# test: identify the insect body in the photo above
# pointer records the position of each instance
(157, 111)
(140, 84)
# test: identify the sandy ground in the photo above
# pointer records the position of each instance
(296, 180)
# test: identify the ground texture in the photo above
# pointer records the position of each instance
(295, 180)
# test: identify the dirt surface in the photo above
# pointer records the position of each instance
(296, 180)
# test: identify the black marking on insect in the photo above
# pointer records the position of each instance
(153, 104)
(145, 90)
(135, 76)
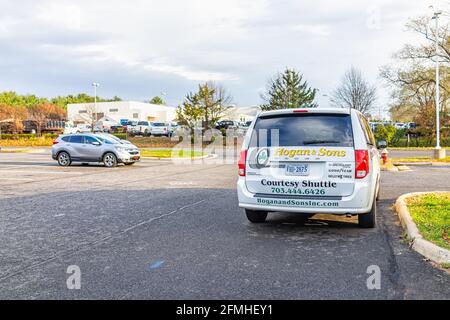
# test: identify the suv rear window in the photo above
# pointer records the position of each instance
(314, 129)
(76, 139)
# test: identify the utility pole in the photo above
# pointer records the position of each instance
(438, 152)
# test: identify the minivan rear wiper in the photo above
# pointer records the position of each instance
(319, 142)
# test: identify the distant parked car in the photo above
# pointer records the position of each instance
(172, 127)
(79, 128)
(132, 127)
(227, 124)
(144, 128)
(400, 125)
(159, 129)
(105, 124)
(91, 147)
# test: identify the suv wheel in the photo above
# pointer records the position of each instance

------------------------------------------------------------

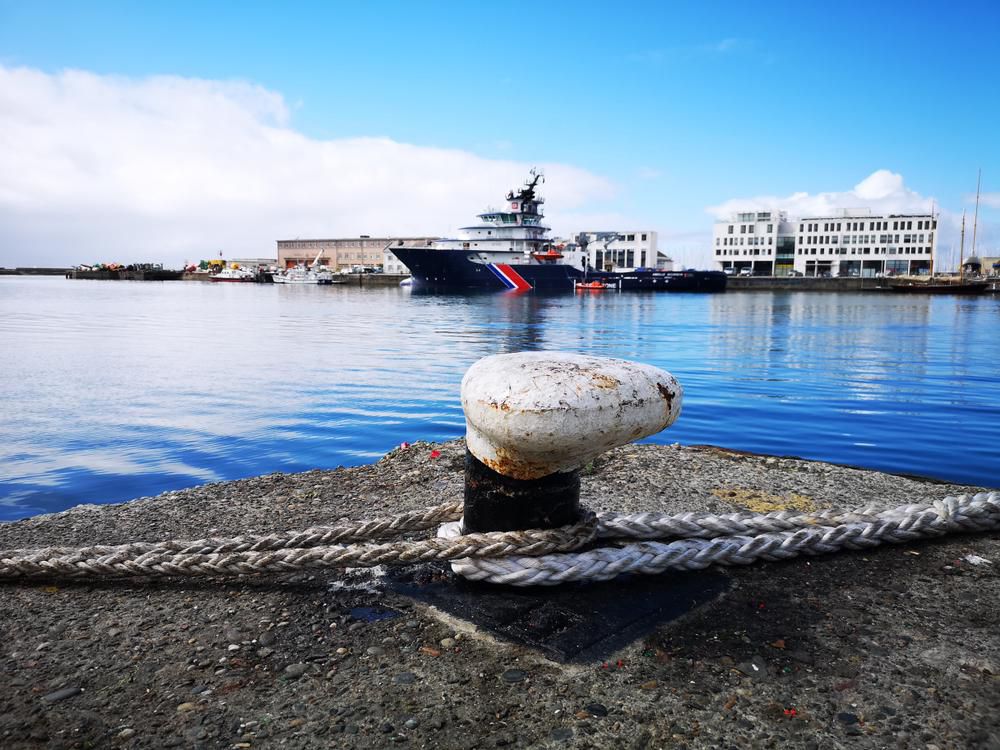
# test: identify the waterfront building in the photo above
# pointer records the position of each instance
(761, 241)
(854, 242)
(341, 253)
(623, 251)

------------------------------------------------------------

### WHAT THE EXERCISE ASKS:
Which lines of the records above contain the string "insect"? Pull out each of those lines and copy it.

### EXERCISE SOLUTION:
# test: identify the insect body in the photo above
# test: identify the black marking on insect in the photo above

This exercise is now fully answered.